◆ Page
— begin —

I am not going to show you how to build a working muzzleloader. I know nothing about them. I would be afraid to fire anything I restored. If your goal is to restore your firearm to operational condition, read no further! You are on the wrong web site! I have never held one in my hands. I do not know how to load one. I have absolutely no advice regarding working black powder firearms.

I restored my antique firearm to display-only condition. I attempted to leave out no detail, but it is simply not meant to be fired. It is meant to represent the very valuable tools our ancestors used to first settle this country and then to make a living on land that no human may have ever trod. No one living on the frontier or in less-than civilized society could possibly exist without such a tool.

But, mine has done its duty and deserves to be displayed as a beautiful and vital part of the history of western civilization.

Research

My first thought was to turn to the Internet. Since I was very experienced with Internet forums, I decided to find one dedicated to the restoration of antique firearms. I spent days looking for such a forum. To this day, I have yet to find one. Oh, I found many forums that spoke of work done on replicas of antique firearms. But, I found none that were devoted to the restoration of antique firearms. It took a while, but I eventually figured out why this might be so.

In the first place, how many people have a truly antique firearm? Not many, is my guess. There is probably little need for a forum for that reason, alone. I did find sites on the Internet, some of which were discussion forums, with members that performed antique firearm's restoration services. Of course, this is what I wanted in the first place. I contacted a few of them and talked to one gentleman, whose work is famous with pictures available on his web site. I sent him pictures. He e-mailed me back and suggested that the gun was too far gone and that I either forget the project, or at the most, stop the rust, and store it. I eventually talked him into tackling the restoration effort. He was so apologetic about the price that I knew he was sincere. However, I had promised Dad. Therefore, money was not an object.

While communicating with this restoration expert over a period of weeks, I continued my research on the Internet attempting to find out all I could about the gun, itself. I certainly struck paydirt in this area of research! There is a wealth of information available on antique firearms.

I determined that my firearm was what is known as a "hardware store" gun. Basically, "back in the day" a person would visit a local
hardware store that offered gunsmithing. A discussion would follow that involved the type of gun desired, its intended use, and probably other matters.

Eventually, measurements of the buyer (or intended shooter) would be taken so that a proper gun could be constructed (in the case of long guns. The shooter's measurements, including height, arm length, and weight all factored into the configuration of the gun from, hopefully, off the shelf parts. The less that had to be manufactured, the less expensive the gun would be for the purchaser. Our family certainly required inexpensive guns as well as everything else! I am sure we were not alone in that respect, living in the middle of Cajun country.

— end —

Image location labeling entries
— begin —

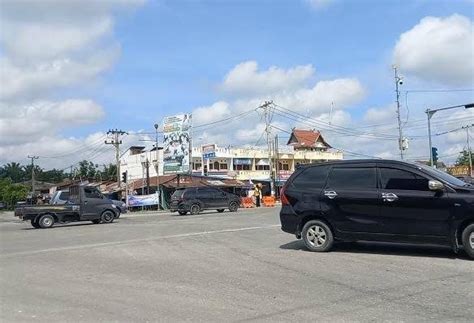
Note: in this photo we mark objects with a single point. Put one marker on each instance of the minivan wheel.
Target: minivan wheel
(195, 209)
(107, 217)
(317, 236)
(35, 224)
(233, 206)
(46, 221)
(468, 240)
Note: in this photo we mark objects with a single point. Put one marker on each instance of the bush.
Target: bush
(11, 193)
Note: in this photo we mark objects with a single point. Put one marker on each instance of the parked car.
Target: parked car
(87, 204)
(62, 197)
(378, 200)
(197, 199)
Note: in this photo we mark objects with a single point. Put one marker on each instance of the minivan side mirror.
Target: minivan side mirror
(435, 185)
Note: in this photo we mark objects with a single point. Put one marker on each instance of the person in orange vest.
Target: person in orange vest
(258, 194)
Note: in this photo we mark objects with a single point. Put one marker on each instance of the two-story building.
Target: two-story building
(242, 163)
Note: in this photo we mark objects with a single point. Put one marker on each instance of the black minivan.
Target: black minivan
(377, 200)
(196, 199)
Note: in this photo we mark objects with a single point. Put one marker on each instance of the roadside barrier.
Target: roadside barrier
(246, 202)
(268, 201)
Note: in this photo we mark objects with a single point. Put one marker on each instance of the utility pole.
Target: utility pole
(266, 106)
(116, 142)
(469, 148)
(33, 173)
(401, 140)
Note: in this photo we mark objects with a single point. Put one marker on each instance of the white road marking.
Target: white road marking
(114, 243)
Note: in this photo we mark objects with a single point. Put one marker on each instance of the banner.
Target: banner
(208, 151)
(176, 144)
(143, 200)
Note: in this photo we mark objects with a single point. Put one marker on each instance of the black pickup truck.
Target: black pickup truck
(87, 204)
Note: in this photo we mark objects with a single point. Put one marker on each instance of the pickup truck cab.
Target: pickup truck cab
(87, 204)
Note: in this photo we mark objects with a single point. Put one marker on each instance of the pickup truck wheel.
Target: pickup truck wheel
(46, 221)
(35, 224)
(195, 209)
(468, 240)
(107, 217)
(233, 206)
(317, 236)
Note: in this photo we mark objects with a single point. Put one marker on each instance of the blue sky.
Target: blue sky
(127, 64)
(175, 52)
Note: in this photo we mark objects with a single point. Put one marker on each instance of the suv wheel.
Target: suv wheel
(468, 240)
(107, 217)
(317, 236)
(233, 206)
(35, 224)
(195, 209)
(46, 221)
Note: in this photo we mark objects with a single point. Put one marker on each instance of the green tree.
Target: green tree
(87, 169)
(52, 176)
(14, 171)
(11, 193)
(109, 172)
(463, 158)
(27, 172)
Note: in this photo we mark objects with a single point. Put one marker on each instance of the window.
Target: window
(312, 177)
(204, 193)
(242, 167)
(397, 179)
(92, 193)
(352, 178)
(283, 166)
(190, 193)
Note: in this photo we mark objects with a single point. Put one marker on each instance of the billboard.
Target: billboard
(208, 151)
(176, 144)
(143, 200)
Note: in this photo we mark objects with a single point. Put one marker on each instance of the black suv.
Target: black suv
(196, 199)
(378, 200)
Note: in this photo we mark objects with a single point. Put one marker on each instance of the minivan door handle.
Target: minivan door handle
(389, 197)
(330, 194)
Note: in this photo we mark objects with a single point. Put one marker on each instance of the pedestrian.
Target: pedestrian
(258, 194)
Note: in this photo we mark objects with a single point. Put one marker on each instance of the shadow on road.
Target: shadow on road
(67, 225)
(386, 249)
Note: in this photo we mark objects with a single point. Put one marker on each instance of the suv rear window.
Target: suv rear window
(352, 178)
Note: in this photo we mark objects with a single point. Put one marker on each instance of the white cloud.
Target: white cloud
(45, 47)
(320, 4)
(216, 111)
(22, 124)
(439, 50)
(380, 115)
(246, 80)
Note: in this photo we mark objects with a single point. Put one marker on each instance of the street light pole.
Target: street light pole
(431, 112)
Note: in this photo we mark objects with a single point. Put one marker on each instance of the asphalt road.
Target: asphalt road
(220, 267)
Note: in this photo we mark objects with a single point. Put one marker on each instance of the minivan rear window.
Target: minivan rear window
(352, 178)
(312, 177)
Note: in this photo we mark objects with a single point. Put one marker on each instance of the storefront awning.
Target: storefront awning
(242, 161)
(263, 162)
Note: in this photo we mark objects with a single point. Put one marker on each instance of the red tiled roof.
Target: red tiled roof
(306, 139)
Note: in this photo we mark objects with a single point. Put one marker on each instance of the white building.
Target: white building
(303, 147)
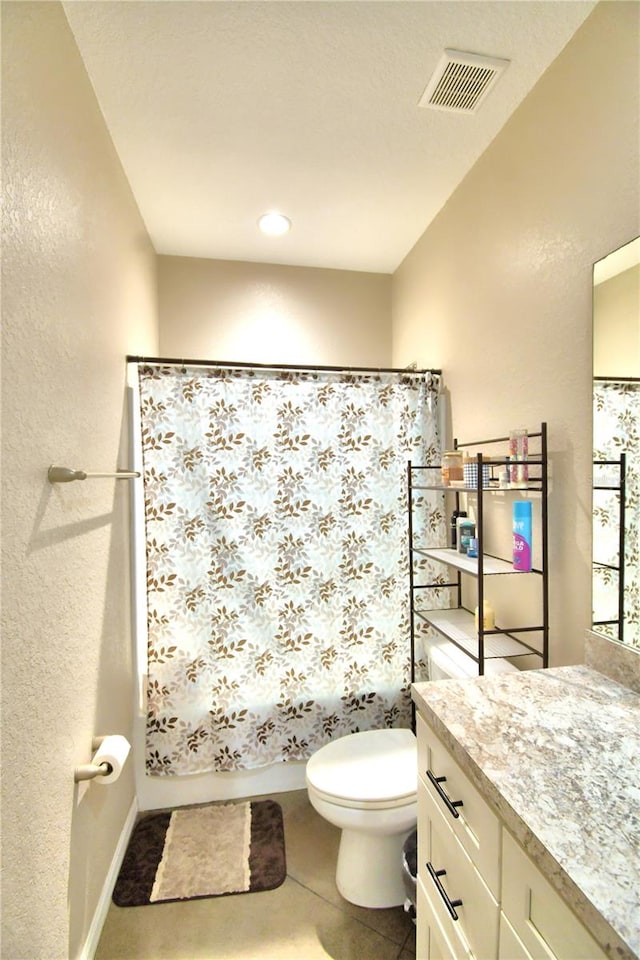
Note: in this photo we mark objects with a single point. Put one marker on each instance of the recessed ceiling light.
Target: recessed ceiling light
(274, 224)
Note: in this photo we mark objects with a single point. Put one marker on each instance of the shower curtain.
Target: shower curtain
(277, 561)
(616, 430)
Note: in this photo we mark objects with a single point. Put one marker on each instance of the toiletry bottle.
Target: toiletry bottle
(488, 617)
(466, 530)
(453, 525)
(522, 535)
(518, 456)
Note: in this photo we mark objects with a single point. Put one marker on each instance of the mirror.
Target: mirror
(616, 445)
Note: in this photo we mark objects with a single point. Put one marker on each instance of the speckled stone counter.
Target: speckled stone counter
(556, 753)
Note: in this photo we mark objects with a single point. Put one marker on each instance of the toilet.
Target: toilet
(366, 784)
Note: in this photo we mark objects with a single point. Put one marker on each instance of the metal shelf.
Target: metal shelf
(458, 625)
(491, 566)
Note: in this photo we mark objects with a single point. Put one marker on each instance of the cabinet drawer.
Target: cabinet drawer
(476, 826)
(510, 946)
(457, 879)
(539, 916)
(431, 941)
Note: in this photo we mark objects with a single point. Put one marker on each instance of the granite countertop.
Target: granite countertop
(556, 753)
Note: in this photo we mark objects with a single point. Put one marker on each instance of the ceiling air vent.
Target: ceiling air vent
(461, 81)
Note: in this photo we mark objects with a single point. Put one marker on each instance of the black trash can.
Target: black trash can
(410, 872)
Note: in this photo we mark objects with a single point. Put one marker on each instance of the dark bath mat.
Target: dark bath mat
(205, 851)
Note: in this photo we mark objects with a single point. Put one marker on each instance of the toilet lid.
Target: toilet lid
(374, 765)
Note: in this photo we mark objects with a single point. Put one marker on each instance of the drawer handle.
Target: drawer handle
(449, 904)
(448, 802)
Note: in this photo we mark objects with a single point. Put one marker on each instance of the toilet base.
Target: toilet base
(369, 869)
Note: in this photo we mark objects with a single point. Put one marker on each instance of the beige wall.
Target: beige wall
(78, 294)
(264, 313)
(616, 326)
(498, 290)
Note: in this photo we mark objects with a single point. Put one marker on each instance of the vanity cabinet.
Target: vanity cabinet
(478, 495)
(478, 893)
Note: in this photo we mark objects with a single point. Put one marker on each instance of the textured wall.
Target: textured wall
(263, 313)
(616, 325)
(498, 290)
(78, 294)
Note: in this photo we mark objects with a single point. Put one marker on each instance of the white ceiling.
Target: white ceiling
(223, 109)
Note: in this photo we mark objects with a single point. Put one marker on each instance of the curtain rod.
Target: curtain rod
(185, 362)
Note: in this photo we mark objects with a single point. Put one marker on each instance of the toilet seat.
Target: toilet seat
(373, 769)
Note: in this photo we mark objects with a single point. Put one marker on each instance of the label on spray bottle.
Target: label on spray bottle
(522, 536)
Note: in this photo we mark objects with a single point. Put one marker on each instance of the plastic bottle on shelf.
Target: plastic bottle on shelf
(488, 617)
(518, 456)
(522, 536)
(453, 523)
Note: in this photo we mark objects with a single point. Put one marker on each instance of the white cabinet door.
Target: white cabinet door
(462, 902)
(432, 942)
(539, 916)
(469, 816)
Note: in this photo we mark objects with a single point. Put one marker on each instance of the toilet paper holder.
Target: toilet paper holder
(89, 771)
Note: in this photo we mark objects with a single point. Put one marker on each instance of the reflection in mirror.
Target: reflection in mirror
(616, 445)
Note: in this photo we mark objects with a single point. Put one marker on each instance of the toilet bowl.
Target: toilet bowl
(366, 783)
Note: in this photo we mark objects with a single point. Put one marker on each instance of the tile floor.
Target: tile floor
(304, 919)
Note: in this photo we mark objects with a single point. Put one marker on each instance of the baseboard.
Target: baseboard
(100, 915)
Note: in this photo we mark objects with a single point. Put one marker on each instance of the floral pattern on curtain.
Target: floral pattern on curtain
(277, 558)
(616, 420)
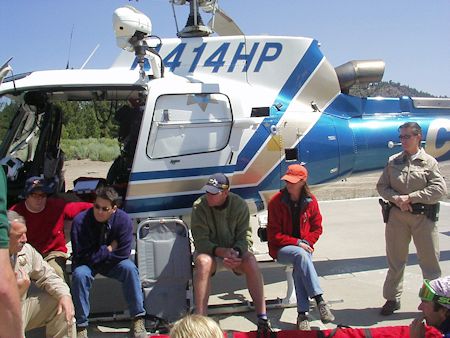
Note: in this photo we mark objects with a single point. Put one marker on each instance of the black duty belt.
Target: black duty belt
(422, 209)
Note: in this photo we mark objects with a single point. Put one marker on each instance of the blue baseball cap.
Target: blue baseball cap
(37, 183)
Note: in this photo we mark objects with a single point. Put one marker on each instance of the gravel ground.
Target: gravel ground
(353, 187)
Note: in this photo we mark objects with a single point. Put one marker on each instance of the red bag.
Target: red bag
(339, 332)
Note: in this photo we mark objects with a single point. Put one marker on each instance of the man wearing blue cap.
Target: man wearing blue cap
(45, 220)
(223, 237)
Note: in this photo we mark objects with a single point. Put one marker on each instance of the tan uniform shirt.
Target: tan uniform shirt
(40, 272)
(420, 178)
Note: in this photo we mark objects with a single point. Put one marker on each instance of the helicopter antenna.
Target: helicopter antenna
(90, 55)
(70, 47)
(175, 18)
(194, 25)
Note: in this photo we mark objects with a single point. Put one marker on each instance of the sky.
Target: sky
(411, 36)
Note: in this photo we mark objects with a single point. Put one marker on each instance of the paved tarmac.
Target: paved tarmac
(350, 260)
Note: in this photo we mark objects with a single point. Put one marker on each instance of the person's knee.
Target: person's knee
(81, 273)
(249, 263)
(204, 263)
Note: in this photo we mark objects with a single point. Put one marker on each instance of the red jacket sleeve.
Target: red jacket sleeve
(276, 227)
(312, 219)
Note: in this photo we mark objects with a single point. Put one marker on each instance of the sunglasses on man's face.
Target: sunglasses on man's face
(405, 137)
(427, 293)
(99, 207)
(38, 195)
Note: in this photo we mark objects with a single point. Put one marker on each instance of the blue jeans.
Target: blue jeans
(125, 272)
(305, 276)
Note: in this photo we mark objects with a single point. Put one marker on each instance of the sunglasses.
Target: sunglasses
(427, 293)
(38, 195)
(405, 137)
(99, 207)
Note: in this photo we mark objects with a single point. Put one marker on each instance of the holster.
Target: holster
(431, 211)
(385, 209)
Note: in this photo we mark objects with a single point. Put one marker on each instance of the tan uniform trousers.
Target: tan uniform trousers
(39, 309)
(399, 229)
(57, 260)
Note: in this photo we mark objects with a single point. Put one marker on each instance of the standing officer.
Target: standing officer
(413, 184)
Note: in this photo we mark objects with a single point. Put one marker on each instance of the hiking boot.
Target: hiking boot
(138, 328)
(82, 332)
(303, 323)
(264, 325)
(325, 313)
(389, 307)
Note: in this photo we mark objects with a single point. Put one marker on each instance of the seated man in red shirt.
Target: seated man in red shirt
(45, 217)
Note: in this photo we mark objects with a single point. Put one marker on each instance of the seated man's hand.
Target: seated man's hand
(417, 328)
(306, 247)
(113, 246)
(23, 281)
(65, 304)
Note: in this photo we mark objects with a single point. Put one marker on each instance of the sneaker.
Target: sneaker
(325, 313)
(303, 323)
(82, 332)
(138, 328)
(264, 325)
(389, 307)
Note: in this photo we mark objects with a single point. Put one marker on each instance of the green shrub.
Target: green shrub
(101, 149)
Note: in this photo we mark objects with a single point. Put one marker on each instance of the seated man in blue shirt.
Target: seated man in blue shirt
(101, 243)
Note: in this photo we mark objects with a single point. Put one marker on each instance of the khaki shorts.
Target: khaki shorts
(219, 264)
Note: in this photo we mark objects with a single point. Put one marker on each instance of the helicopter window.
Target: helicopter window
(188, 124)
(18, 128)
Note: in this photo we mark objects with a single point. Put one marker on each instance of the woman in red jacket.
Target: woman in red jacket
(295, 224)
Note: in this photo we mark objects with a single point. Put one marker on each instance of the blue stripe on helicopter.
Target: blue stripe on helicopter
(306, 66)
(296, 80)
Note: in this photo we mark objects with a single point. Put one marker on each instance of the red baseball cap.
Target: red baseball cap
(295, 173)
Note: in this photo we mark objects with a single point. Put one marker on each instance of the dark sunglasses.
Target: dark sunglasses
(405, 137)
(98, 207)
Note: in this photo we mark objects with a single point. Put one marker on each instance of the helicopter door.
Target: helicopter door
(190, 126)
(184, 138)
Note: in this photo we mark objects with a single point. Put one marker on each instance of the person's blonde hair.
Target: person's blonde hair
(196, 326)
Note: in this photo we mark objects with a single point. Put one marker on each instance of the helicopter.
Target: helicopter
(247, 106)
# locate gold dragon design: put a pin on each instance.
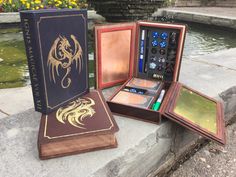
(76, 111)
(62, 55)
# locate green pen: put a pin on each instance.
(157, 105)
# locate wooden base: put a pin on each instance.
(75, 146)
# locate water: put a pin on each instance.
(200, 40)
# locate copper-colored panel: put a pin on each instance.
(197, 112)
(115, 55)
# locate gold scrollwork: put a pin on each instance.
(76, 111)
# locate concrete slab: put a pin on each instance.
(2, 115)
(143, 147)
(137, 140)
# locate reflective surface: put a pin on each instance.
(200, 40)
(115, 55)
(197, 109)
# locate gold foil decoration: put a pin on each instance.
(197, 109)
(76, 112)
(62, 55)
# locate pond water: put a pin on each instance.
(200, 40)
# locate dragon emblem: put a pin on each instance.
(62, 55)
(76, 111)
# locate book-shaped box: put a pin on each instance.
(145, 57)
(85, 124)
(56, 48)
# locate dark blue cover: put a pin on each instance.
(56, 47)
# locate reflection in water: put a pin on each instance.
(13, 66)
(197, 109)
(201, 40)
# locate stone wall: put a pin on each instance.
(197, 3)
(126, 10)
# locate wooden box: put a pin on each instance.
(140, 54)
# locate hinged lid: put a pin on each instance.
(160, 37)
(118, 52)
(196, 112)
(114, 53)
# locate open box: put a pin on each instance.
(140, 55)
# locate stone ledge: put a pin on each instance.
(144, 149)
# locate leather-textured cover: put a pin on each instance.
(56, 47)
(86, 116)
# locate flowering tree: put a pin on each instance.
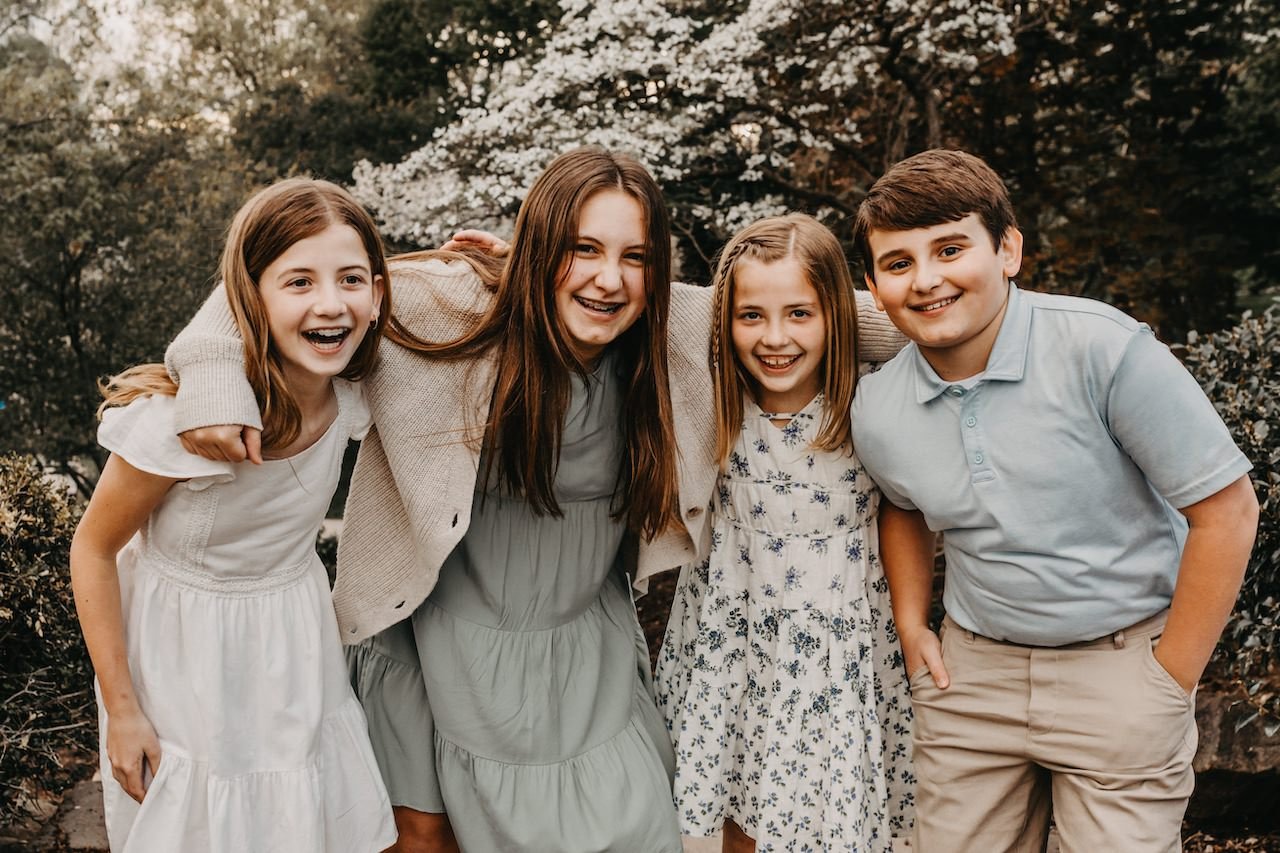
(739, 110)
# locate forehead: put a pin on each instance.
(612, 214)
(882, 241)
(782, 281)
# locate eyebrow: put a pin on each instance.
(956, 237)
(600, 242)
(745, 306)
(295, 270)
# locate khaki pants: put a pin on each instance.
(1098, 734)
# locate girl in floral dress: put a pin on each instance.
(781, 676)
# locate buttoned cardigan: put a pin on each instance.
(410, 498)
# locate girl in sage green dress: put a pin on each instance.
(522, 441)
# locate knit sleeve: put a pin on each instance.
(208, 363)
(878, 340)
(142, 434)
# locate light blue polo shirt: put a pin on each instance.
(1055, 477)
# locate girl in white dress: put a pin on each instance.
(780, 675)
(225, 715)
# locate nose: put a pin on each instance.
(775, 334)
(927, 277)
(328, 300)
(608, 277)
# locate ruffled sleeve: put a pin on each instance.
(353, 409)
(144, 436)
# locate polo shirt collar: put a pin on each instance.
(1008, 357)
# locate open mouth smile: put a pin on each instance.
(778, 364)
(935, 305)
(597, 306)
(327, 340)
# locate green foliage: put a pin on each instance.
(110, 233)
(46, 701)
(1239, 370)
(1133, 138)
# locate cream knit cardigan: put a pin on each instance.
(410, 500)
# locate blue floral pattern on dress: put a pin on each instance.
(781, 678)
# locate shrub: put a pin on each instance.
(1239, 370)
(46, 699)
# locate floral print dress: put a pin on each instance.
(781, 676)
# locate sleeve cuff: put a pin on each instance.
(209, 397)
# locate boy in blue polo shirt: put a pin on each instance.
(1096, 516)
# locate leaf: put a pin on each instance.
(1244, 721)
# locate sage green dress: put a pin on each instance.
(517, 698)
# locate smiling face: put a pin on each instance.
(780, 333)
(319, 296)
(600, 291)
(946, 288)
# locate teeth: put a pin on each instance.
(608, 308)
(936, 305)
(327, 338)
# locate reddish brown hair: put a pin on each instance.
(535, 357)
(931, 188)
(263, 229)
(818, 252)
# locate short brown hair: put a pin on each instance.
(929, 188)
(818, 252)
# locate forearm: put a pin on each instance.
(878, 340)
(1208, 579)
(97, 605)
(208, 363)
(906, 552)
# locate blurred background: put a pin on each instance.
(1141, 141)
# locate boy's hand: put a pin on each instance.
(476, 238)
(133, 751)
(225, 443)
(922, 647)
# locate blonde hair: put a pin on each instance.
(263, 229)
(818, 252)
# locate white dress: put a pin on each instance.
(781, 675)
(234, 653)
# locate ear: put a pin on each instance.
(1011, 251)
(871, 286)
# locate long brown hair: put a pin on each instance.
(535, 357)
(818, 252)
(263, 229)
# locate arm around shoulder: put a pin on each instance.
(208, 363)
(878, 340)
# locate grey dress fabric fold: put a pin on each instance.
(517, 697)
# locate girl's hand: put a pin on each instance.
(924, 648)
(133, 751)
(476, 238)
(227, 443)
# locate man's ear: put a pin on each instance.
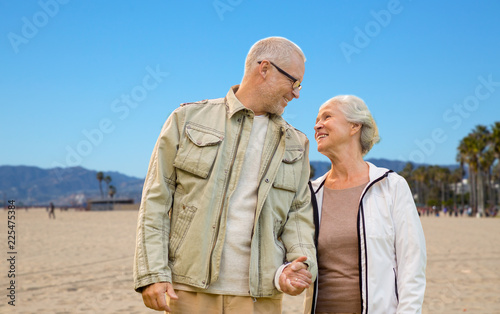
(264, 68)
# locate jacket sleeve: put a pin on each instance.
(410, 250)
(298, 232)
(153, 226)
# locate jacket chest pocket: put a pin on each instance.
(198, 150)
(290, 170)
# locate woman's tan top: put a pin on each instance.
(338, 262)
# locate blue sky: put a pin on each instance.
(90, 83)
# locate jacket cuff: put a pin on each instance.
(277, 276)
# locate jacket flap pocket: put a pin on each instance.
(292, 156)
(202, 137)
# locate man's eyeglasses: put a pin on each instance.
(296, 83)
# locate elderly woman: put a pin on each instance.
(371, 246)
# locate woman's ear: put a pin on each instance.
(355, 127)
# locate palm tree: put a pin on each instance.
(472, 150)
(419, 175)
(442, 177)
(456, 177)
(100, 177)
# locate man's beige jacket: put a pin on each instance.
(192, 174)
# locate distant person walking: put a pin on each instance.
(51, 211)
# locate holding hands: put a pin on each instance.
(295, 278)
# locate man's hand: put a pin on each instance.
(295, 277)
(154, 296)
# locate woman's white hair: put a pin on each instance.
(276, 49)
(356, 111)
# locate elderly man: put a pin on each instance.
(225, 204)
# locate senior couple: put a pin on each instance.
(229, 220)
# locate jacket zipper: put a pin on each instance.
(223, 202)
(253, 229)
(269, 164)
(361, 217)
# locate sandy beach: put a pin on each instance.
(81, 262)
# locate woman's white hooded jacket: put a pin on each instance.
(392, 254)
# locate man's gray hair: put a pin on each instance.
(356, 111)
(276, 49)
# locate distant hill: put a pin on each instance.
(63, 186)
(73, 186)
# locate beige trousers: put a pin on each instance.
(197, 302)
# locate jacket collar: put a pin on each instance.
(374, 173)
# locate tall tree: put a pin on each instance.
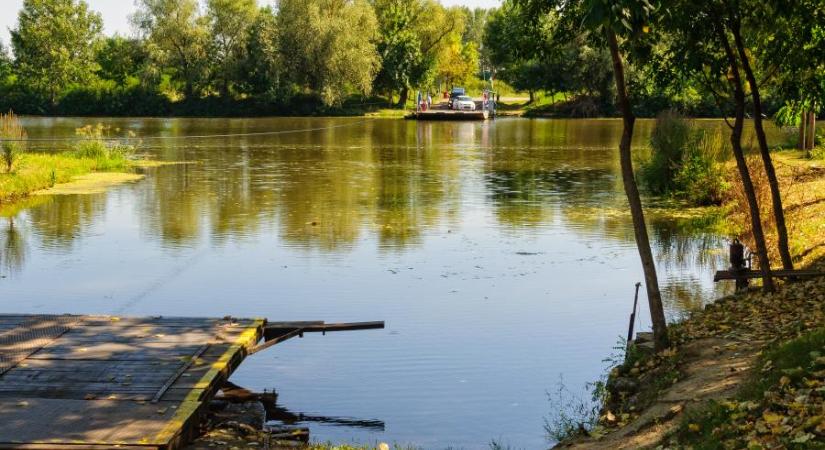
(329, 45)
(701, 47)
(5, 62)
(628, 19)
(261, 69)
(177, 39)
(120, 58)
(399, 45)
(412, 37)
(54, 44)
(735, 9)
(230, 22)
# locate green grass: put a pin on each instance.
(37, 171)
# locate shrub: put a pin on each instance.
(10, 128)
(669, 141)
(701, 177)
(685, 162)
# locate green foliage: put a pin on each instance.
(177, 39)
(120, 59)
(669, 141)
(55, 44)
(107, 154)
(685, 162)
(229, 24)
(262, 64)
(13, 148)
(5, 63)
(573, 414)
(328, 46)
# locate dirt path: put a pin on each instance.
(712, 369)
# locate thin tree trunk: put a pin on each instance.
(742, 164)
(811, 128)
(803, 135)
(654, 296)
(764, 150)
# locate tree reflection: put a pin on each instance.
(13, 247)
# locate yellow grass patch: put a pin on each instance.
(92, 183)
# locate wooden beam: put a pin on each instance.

— end —

◆ Given task
Summarize the text about restoring an antique firearm in three sentences.

◆ Response to this task
The writer restored an antique firearm to display-only condition, not for firing, and offers no advice on working black powder firearms. An Internet search turned up no forum devoted to restoring antique firearms, but the writer contacted a restoration expert who first judged the gun too far gone and was eventually persuaded to take on the work. Further research showed the firearm was a "hardware store" gun, built by a local hardware store that offered gunsmithing, configured to the buyer's measurements and made from off-the-shelf parts where possible to keep the cost down.